• Reading text:
<<<<
Cultural Mobility in Near Eastern Literatures
Cosmopolitanism in Pre-Modern Islamic Literature
This workshop was conceived in keeping with the goal of the Cultural Mobility in Near Eastern Literatures group to focus "on the diverse processes of transfer, exchange and interaction that exist between the literatures of the Near East and other world literatures." Experts of Near Eastern or Islamic cultures, namely of Arabic, Persian, Turkish and Urdu literatures, are aware of the need to initiate a debate among themselves since their areas of research remain separate and isolated despite the common cultural traditions they share and historical interconnections between them. The use of the term cosmopolitanism as used in this workshop is close to the term "cultural mobility," but more precisely in the words of Sheldon Pollock, "a mode of literary [and artistic] communication directed toward an audience that is consciously unbounded and potentially infinite in extension." The pre-modern Islamic world was not a monolithic cultural bloc, and while it is true that the early flowering of Arabic provided a model for other literatures, Islamicate cosmopolitanism was characterized by a constant interplay of shared values and aesthetic ideals with diverse local traditions.
The presentations in this workshop focused on various representations of urban life in poetry, painting and architecture, and in fiction and autobiography, both from a scholarly as well as a creative point of view. The questions raised concerned issues such as literary influence and cultural borrowing, poetic individuality and innovation, the function of pre-modern literary texts and material objects in their own historical contexts as well as in our present-day world, in order to arrive at a more nuanced definition of Islamic cosmopolitanism.
>>>>
• What is needed: Reproduce the workshop description on Islamic cosmopolitanism in full, word for word.

• Study material:
<<<<
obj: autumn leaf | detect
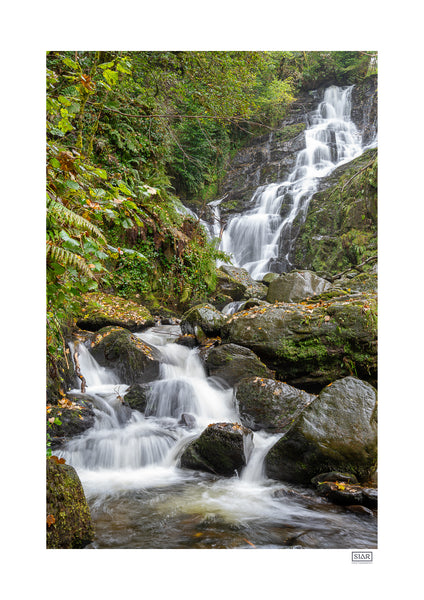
[50,454,66,465]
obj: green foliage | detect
[279,51,377,90]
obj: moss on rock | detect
[77,292,154,331]
[46,458,94,549]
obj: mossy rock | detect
[235,377,315,433]
[292,149,377,274]
[91,327,161,385]
[221,293,377,392]
[206,344,273,386]
[181,304,226,342]
[124,383,150,413]
[181,423,253,477]
[77,292,154,331]
[218,265,268,300]
[266,271,331,303]
[214,269,246,302]
[46,458,94,549]
[46,400,95,447]
[265,377,377,484]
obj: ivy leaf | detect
[46,515,56,527]
[103,69,119,87]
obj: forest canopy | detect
[46,51,376,394]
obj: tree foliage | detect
[46,51,378,404]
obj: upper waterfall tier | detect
[217,86,372,279]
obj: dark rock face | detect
[91,327,161,385]
[293,149,377,274]
[265,377,377,486]
[46,459,94,549]
[206,344,273,387]
[236,377,315,433]
[351,75,378,146]
[266,271,331,303]
[181,423,253,477]
[220,117,314,221]
[181,304,226,342]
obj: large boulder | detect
[180,304,227,342]
[266,271,331,303]
[77,292,154,331]
[91,327,161,385]
[236,377,315,433]
[46,457,94,549]
[265,377,377,484]
[214,269,246,306]
[181,423,253,477]
[221,290,377,392]
[206,344,273,387]
[46,398,95,448]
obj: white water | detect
[220,86,363,280]
[62,326,243,492]
[58,326,376,548]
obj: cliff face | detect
[212,76,377,272]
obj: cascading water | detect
[58,326,376,549]
[220,86,363,280]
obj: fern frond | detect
[46,242,94,278]
[180,283,193,304]
[47,198,106,244]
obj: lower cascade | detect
[219,86,372,280]
[57,325,377,549]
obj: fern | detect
[180,283,193,304]
[46,242,94,278]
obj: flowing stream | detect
[217,86,370,280]
[58,325,377,549]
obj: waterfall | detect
[61,326,238,481]
[220,86,363,280]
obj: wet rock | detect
[221,290,377,392]
[178,413,196,429]
[46,458,94,549]
[311,471,358,486]
[181,423,253,477]
[175,333,199,348]
[91,327,161,385]
[206,344,273,386]
[145,379,200,419]
[215,269,246,302]
[124,383,150,413]
[292,149,377,275]
[236,377,315,433]
[362,488,378,508]
[218,265,268,300]
[346,504,374,517]
[47,399,95,448]
[262,273,279,287]
[265,377,377,486]
[266,271,331,303]
[181,304,226,342]
[77,292,154,331]
[317,481,362,506]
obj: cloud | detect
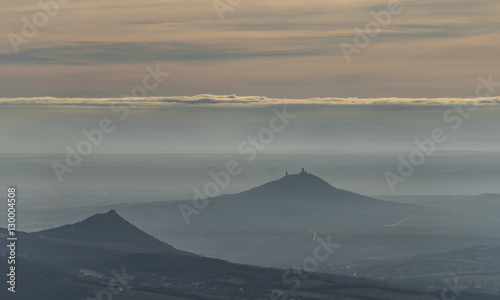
[0,94,500,108]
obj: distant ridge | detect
[234,170,389,204]
[36,210,189,254]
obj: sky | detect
[0,0,500,195]
[0,0,500,99]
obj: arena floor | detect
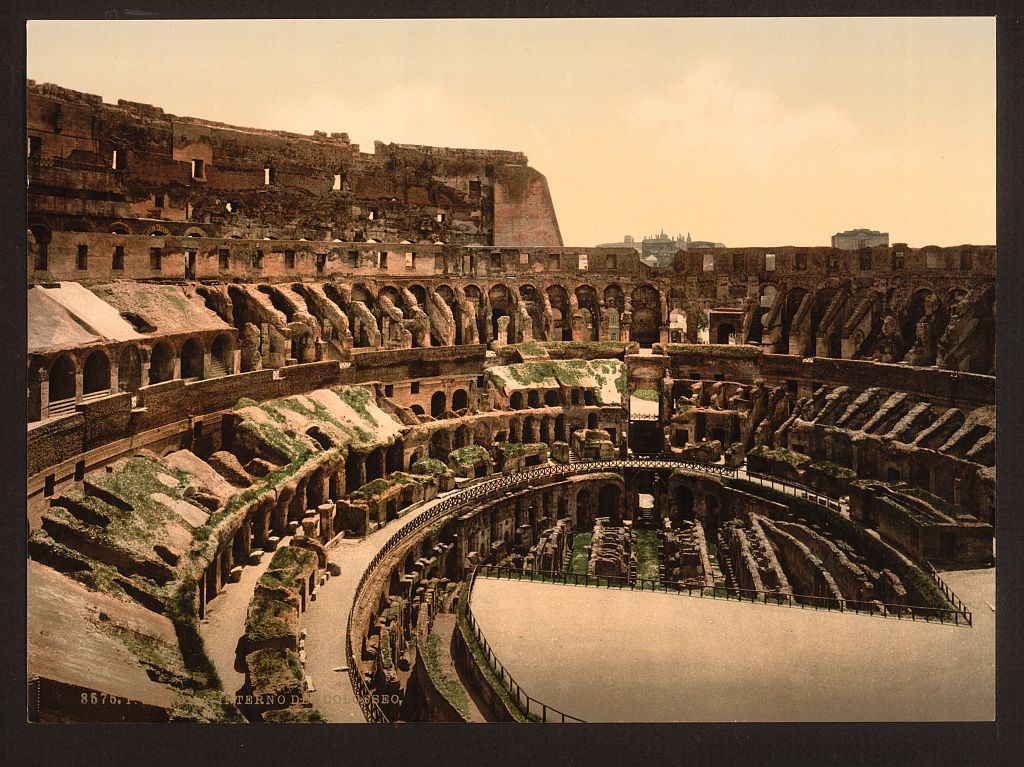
[472,569,995,722]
>>>>
• Output for this exercise:
Cultural Mobility in Near Eastern Literatures
Cosmopolitanism in Pre-Modern Islamic Literature
This workshop was conceived in keeping with the goal of the Cultural Mobility in Near Eastern Literatures group to focus "on the diverse processes of transfer, exchange and interaction that exist between the literatures of the Near East and other world literatures." Experts of Near Eastern or Islamic cultures, namely of Arabic, Persian, Turkish and Urdu literatures, are aware of the need to initiate a debate among themselves since their areas of research remain separate and isolated despite the common cultural traditions they share and historical interconnections between them. The use of the term cosmopolitanism as used in this workshop is close to the term "cultural mobility," but more precisely in the words of Sheldon Pollock, "a mode of literary [and artistic] communication directed toward an audience that is consciously unbounded and potentially infinite in extension." The pre-modern Islamic world was not a monolithic cultural bloc, and while it is true that the early flowering of Arabic provided a model for other literatures, Islamicate cosmopolitanism was characterized by a constant interplay of shared values and aesthetic ideals with diverse local traditions.
The presentations in this workshop focused on various representations of urban life in poetry, painting and architecture, and in fiction and autobiography, both from a scholarly as well as a creative point of view. The questions raised concerned issues such as literary influence and cultural borrowing, poetic individuality and innovation, the function of pre-modern literary texts and material objects in their own historical contexts as well as in our present-day world, in order to arrive at a more nuanced definition of Islamic cosmopolitanism.